Task objective
Without the pictures, write out all the lines below exactly as they appear.

Records for this exercise
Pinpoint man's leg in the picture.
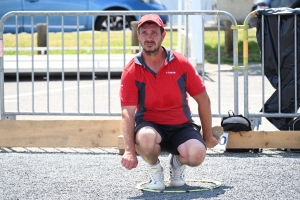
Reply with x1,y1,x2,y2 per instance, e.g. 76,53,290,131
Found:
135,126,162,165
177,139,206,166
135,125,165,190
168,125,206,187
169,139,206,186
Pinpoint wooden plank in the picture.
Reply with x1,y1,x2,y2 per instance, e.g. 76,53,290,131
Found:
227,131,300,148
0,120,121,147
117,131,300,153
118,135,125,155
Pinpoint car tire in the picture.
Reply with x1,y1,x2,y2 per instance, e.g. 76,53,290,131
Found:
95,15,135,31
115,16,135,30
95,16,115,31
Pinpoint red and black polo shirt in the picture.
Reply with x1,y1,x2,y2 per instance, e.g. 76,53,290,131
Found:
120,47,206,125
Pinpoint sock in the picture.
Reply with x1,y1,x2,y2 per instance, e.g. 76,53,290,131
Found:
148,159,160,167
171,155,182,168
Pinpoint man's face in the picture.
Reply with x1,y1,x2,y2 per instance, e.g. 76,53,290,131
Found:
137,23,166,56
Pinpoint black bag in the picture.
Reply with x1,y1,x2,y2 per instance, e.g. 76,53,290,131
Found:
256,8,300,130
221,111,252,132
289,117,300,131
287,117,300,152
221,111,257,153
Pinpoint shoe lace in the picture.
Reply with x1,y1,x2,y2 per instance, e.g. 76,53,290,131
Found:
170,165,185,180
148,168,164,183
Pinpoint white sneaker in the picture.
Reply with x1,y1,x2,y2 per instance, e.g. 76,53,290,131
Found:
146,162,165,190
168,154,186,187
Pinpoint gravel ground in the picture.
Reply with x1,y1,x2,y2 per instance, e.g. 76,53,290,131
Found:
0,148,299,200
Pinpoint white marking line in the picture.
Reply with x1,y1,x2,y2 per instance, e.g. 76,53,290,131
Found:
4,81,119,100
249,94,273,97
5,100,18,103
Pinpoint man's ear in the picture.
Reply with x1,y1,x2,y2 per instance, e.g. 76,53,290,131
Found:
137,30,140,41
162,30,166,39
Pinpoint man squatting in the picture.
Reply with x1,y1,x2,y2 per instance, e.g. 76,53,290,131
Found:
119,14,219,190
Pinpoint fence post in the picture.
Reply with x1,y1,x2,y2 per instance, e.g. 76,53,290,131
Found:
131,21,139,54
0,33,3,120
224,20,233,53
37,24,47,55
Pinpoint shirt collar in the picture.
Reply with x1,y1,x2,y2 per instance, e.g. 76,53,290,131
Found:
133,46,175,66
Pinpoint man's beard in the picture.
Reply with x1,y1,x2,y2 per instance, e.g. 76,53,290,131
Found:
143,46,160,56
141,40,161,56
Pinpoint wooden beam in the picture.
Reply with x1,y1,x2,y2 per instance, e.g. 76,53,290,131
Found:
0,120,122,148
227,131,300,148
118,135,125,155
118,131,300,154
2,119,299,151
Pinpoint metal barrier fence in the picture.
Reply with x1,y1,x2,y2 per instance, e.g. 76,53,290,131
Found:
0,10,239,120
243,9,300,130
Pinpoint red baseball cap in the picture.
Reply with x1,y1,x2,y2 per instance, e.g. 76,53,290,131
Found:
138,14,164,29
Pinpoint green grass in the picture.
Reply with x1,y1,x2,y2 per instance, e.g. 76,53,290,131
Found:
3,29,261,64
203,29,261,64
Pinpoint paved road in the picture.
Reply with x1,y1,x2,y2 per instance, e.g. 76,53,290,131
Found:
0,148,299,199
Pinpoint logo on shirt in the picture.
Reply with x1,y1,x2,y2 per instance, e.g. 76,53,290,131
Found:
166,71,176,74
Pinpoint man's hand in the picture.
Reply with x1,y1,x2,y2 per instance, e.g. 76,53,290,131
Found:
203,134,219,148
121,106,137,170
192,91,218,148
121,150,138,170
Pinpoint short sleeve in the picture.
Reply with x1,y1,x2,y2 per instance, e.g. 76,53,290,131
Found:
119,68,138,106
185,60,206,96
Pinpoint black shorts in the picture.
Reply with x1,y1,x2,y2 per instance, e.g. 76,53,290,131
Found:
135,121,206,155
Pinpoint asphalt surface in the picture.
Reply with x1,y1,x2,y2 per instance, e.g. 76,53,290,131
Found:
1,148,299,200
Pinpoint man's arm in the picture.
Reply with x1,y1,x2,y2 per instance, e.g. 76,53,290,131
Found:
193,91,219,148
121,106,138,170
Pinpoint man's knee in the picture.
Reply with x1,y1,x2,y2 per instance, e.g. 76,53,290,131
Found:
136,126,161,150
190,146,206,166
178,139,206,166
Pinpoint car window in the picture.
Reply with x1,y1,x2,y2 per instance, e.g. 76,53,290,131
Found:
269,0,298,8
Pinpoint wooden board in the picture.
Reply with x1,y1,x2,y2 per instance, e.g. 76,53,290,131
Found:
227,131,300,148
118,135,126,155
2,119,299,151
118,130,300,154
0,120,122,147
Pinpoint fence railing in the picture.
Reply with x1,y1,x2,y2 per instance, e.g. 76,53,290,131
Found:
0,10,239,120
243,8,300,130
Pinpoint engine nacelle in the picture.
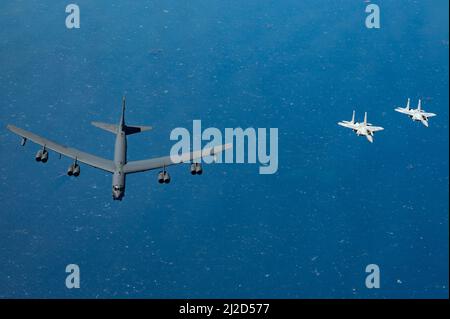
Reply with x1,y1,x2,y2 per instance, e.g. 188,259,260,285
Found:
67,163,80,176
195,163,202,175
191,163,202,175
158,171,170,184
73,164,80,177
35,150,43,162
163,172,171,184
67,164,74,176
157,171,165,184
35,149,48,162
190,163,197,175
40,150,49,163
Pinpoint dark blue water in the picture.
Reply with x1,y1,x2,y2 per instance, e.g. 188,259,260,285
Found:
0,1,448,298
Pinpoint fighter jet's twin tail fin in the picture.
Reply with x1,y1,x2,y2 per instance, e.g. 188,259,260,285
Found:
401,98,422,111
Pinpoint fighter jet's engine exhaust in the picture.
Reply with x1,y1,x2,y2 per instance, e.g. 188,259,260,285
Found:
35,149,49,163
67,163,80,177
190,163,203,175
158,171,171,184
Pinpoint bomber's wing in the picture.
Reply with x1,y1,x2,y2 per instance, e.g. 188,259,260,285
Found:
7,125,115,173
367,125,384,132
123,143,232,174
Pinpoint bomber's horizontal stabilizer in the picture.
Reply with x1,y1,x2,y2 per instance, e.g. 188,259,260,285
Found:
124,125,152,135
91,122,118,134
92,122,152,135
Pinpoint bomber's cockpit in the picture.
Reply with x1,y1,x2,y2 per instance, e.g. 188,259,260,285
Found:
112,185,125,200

Result below
Pinpoint man's leg in the picture.
Reply with x1,y1,x2,y2 per instance, e.g. 76,53,290,131
Found:
135,126,162,165
177,139,206,166
135,125,165,190
168,125,206,187
169,139,206,186
Pinpoint wooden plank in the picture.
Reply with x1,y1,x2,y2 per instance, e.g. 76,53,290,131
Found:
227,131,300,148
0,120,121,147
117,131,300,153
118,135,125,155
Pinpoint car tire in the picture.
Reply with x1,y1,x2,y2 per instance, e.g. 76,53,290,131
Found:
95,15,135,31
115,16,135,30
95,16,115,31
Pinpoint red and black polo shirt in the picture.
Reply with x1,y1,x2,y2 per instance, e.g. 76,53,290,131
Found:
120,47,206,125
Pinpoint sock in the picture.
Reply with x1,y1,x2,y2 per instance, e.g. 76,53,290,131
Found:
148,159,160,167
171,155,182,168
Pinpoint man's face in the picture.
Reply with x1,y1,x2,y2 per instance, e.g. 76,53,290,131
Found:
137,23,166,56
Pinpoint black bag in the picture.
Reply with x1,y1,x2,y2 per instance, e.g. 76,53,290,131
Found:
256,8,300,130
221,111,252,132
289,117,300,131
287,117,300,152
221,111,257,153
Pinpoint shoe lace in the picture.
Reply with x1,y1,x2,y2 per instance, e.g. 76,53,290,131
Found:
170,165,185,180
148,168,164,183
Pinpoint white sneaker in the picture.
Reply with x1,y1,x2,y2 per instance, e.g. 76,53,290,131
Found:
146,162,165,190
168,154,186,187
Pinpoint gravel ground in the picture.
Reply with x1,y1,x2,y2 per instance, e.g. 76,53,290,131
Found:
0,148,299,200
Pinpoint white marking line in the picture.
Reply with x1,y1,x2,y2 per instance, e.g. 76,53,290,131
Found:
4,81,119,100
249,94,273,97
5,100,18,103
Pinpoint man's ear in the picture.
Reply with x1,y1,x2,y2 per instance, e.g. 76,53,290,131
Found:
137,30,140,41
162,30,166,39
Pinpoint man squatting in the picture.
Reply with x1,y1,x2,y2 per instance, e.g. 76,53,290,131
Found:
119,14,219,190
Pinpoint fence post in the picture.
Reply with x1,y1,x2,y2 per instance, e.g. 76,53,290,131
Found:
131,21,139,54
0,33,3,120
224,20,233,53
37,24,47,55
Pinpoint shirt collar in the picture.
Reply with x1,y1,x2,y2 per instance, e.g. 76,53,290,131
Found:
133,46,175,66
Pinpoint man's beard in the picture.
Reply with x1,y1,x2,y2 per instance, e.g. 76,53,290,131
Found:
143,46,160,56
141,40,161,56
Pinpoint wooden beam in the picture.
Reply with x1,y1,x2,y2 per instance, e.g. 76,53,290,131
Found:
0,120,122,148
227,131,300,148
118,135,125,155
118,131,300,154
2,119,299,151
Pinpoint metal barrier fence in the picture.
Reply with x1,y1,x2,y2 per instance, e.g. 76,53,290,131
Found:
0,10,239,120
243,9,300,130
Pinpoint red baseball cap in the picture.
Reply with x1,y1,x2,y2 per instance, e.g. 76,53,290,131
Found:
138,14,164,29
Pinpoint green grass in the picture.
Reply with x1,y1,x2,y2 per instance, e.g. 76,53,290,131
Found:
3,29,261,64
203,29,261,64
Pinpoint paved road in the picture.
Reply with x1,y1,x2,y2 per instance, e.g. 76,53,290,131
Found:
0,148,299,199
Pinpoint logo on shirt in the picture.
Reply with x1,y1,x2,y2 per instance, e.g. 76,53,290,131
Found:
166,71,176,74
Pinpoint man's hand in the picture.
Reply with x1,y1,x2,y2 per instance, e.g. 76,53,290,131
Found:
203,134,219,148
121,106,137,170
192,91,218,148
121,150,138,170
Pinpoint short sleeve in the picture.
Reply with x1,y1,x2,y2 per instance, e.g. 76,53,290,131
Found:
119,68,138,106
185,60,206,96
Pinpoint black shorts in the picture.
Reply with x1,y1,x2,y2 per instance, e.g. 76,53,290,131
Found:
135,121,206,155
Pinpoint asphalt surface in the picture.
Reply with x1,y1,x2,y2 per instance, e.g. 76,53,290,131
Found:
1,148,299,200
Pinpoint man's arm in the picture.
Reply with x1,y1,x2,y2 per instance, e.g. 76,53,290,131
Found:
193,91,219,148
121,106,138,170
Pinpoint man's knee in the picture.
Reply with x1,y1,x2,y2 per instance, e.g. 76,53,290,131
Found:
136,126,161,150
190,146,206,166
178,139,206,166
Pinpoint car window in the picture.
Reply with x1,y1,x2,y2 per instance, e.g. 76,53,290,131
Found:
269,0,298,8
Pinpoint wooden board in the picture.
Reply with x1,y1,x2,y2 per instance, e.g. 76,53,290,131
Found:
227,131,300,148
118,135,126,155
2,119,299,151
118,130,300,154
0,120,122,147
Pinpoint fence railing in the picture.
Reply with x1,y1,x2,y2 per instance, e.g. 76,53,290,131
Found:
0,10,239,120
243,8,300,130
Pinpoint engine nacelle in the picture.
Reply with x1,y1,x2,y2 per instance, e.g. 188,259,260,285
Found:
67,163,80,176
195,163,202,175
191,163,202,175
158,171,170,184
73,164,80,177
35,150,43,162
163,172,171,184
67,164,74,176
157,171,165,184
35,149,48,162
190,163,197,175
40,150,49,163
Pinpoint dark blue water in the picture.
Reply with x1,y1,x2,y2 per instance, e.g. 188,259,260,285
Found:
0,1,448,298
Pinpoint fighter jet's twin tail fin in the picture.
Reply with x1,y1,x2,y2 per instance, e.g. 188,259,260,285
Found:
401,98,422,111
Pinpoint fighter jet's engine exhaust in the picture.
Reply with x1,y1,x2,y2 per instance, e.g. 188,259,260,285
Found:
35,149,49,163
67,163,80,177
190,163,203,175
158,171,171,184
Pinpoint bomber's wing in the picture.
Reply with x1,y1,x2,y2 per instance, e.g. 188,259,260,285
Found:
7,125,115,173
367,125,384,132
123,143,232,174
Pinpoint bomber's horizontal stabilizer in the picture.
Reply with x1,y1,x2,y2 per instance, e.g. 188,259,260,285
Found:
124,125,152,135
91,122,118,134
92,122,152,135
Pinpoint bomber's cockpit in the picture.
Reply with x1,y1,x2,y2 per instance, e.g. 188,259,260,285
Found:
112,185,125,200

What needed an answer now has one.